## DO THIS
How many lines in the records below contain the string "black"? Letter case must match. Reply with the number only.

***

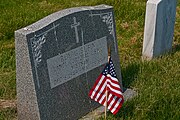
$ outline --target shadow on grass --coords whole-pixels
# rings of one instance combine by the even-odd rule
[[[134,116],[135,104],[134,102],[127,101],[116,115],[111,112],[107,114],[107,120],[125,120]]]
[[[140,70],[140,63],[130,63],[122,69],[122,83],[124,88],[130,88],[131,83],[136,79]]]

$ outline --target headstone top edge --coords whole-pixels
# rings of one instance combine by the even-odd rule
[[[162,0],[148,0],[147,4],[159,4],[160,2],[162,2]]]
[[[86,11],[86,10],[91,11],[91,10],[103,10],[103,9],[110,9],[110,8],[113,8],[113,7],[102,4],[102,5],[97,5],[97,6],[81,6],[81,7],[72,7],[72,8],[63,9],[55,13],[52,13],[29,26],[16,30],[15,34],[16,33],[23,34],[23,35],[30,34],[32,32],[40,30],[41,28],[48,26],[49,24],[55,22],[56,20],[60,18],[63,18],[64,16],[67,16],[73,13]]]

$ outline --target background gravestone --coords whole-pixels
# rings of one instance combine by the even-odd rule
[[[109,46],[122,85],[111,6],[56,12],[17,30],[15,39],[19,120],[74,120],[98,107],[88,93]]]
[[[153,58],[172,49],[176,0],[148,0],[143,41],[144,58]]]

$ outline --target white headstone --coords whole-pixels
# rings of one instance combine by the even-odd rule
[[[147,1],[143,58],[152,59],[171,51],[176,4],[176,0]]]

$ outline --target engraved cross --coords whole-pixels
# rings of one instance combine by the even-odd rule
[[[77,29],[77,27],[80,25],[80,23],[76,21],[75,17],[73,17],[73,20],[74,20],[74,24],[71,25],[71,28],[75,29],[76,43],[79,43],[79,36],[78,36],[78,29]]]

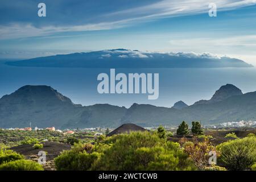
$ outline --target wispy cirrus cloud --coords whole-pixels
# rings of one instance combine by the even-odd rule
[[[184,0],[182,1],[163,0],[152,1],[149,4],[139,4],[137,6],[135,1],[131,1],[133,2],[134,4],[132,7],[122,9],[121,10],[115,9],[114,11],[113,10],[108,11],[108,9],[105,9],[105,11],[99,13],[98,14],[94,13],[92,16],[98,17],[97,20],[91,16],[88,16],[88,14],[82,16],[82,14],[81,14],[81,15],[78,16],[75,14],[74,11],[76,11],[75,10],[70,9],[70,11],[72,11],[72,13],[63,15],[61,15],[61,10],[56,10],[56,11],[59,12],[58,14],[55,13],[56,15],[55,15],[54,17],[49,16],[49,18],[47,18],[47,20],[44,21],[44,23],[42,24],[39,24],[38,22],[40,22],[40,20],[38,19],[23,21],[19,18],[16,20],[15,19],[11,19],[10,22],[5,22],[5,23],[2,22],[0,24],[0,39],[46,36],[59,32],[118,28],[130,26],[134,23],[153,20],[162,18],[207,13],[209,10],[208,5],[210,2],[216,3],[218,11],[232,10],[256,3],[256,0],[215,0],[211,2],[205,0]],[[79,4],[80,2],[81,5],[86,6],[84,7],[86,9],[92,8],[92,12],[94,10],[94,11],[99,11],[97,9],[100,9],[100,6],[94,5],[93,6],[90,3],[84,5],[82,2],[77,1],[77,3]],[[100,4],[101,3],[99,3],[98,5],[100,6]],[[51,2],[48,2],[47,5],[50,5]],[[110,7],[109,9],[111,9],[111,6]],[[61,8],[61,6],[60,8]],[[67,8],[72,9],[72,7],[68,7]],[[80,14],[85,9],[77,10],[77,14]],[[62,16],[60,16],[60,14]],[[68,17],[68,16],[69,16]],[[72,16],[73,16],[73,19]],[[59,23],[57,23],[58,19],[55,18],[55,16],[60,17],[59,18]],[[69,20],[68,23],[63,22],[65,18],[67,18],[68,20],[72,19],[73,20]],[[83,20],[84,19],[86,20]]]

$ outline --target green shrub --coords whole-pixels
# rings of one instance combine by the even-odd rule
[[[87,150],[87,151],[86,151]],[[64,151],[54,160],[59,171],[89,170],[100,154],[92,152],[92,146],[88,144],[75,144],[71,150]],[[89,153],[91,152],[92,153]]]
[[[247,137],[256,137],[256,135],[254,133],[249,133],[247,135]]]
[[[166,138],[166,131],[162,125],[160,125],[158,128],[157,134],[160,138]]]
[[[183,121],[182,123],[179,125],[178,129],[176,131],[178,135],[187,135],[189,134],[188,130],[188,125],[185,121]]]
[[[75,137],[69,137],[67,139],[67,143],[73,146],[79,142],[79,140]]]
[[[23,159],[24,156],[12,150],[1,150],[0,151],[0,165],[16,160]]]
[[[256,171],[256,163],[254,163],[253,166],[251,167],[251,169],[253,171]]]
[[[237,138],[237,135],[234,133],[228,133],[225,136],[226,138]]]
[[[167,136],[168,137],[172,137],[172,136],[174,136],[174,134],[172,133],[172,132],[168,131],[166,134],[166,136]]]
[[[22,159],[0,165],[0,171],[43,171],[43,168],[35,162]]]
[[[92,165],[92,170],[191,170],[179,144],[149,132],[122,134]]]
[[[205,167],[204,171],[226,171],[226,169],[225,167],[213,164],[211,166]]]
[[[38,140],[38,139],[31,137],[26,137],[25,139],[21,142],[22,144],[34,144],[39,143],[39,141]]]
[[[40,148],[43,148],[43,144],[42,143],[39,144],[39,143],[36,143],[33,146],[33,148],[34,149],[40,149]]]
[[[201,123],[199,121],[192,121],[191,131],[193,135],[201,135],[204,134],[204,131],[201,128]]]
[[[256,138],[246,137],[224,142],[217,147],[220,166],[229,170],[249,169],[256,162]]]

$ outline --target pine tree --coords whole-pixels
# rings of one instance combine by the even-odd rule
[[[179,127],[177,129],[177,135],[187,135],[189,134],[188,130],[188,125],[186,123],[185,121],[183,121],[182,123],[179,125]]]

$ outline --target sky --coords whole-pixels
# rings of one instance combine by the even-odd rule
[[[38,15],[40,2],[46,17]],[[209,52],[256,65],[256,0],[0,2],[0,59],[119,48]]]

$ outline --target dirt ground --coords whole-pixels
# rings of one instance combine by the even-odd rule
[[[11,150],[25,156],[27,159],[38,161],[38,152],[46,152],[46,164],[43,165],[45,170],[53,171],[55,169],[53,159],[60,155],[63,150],[70,150],[71,146],[53,142],[47,142],[43,143],[44,147],[40,149],[34,149],[32,144],[23,144],[11,148]]]

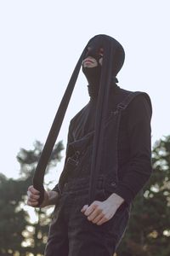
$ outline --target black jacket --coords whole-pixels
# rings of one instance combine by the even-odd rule
[[[114,111],[129,90],[116,86],[112,90],[109,108]],[[96,99],[71,120],[68,145],[93,131]],[[116,192],[129,204],[144,187],[152,172],[150,119],[152,110],[144,95],[137,96],[122,115],[118,134],[118,183]],[[110,137],[111,143],[111,137]],[[66,159],[68,158],[68,150]],[[105,168],[105,167],[104,167]],[[104,170],[105,172],[105,170]],[[69,175],[69,173],[68,173]],[[58,190],[56,185],[53,190]]]

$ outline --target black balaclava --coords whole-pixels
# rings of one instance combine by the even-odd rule
[[[60,126],[62,125],[62,121],[65,117],[65,113],[69,104],[82,61],[87,55],[88,47],[92,49],[91,54],[94,54],[94,55],[99,53],[100,48],[102,48],[104,50],[102,67],[100,70],[98,70],[99,79],[98,79],[98,81],[95,84],[97,87],[91,87],[93,83],[88,84],[88,91],[94,91],[94,96],[96,97],[97,96],[97,111],[94,125],[95,132],[94,137],[92,167],[90,172],[91,177],[88,203],[92,203],[94,200],[97,176],[100,168],[100,160],[102,159],[101,154],[104,137],[104,124],[108,111],[110,90],[111,86],[115,86],[116,83],[117,82],[116,77],[123,65],[125,57],[122,46],[116,39],[107,35],[97,35],[89,40],[87,46],[83,49],[69,81],[66,90],[62,98],[47,141],[45,143],[33,177],[34,188],[41,192],[38,206],[43,201],[43,177],[47,164],[59,135],[59,131],[60,130]],[[87,79],[88,82],[92,81],[91,79],[89,79],[89,77],[87,77]]]

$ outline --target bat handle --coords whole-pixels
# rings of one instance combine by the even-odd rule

***

## FULL ANSWER
2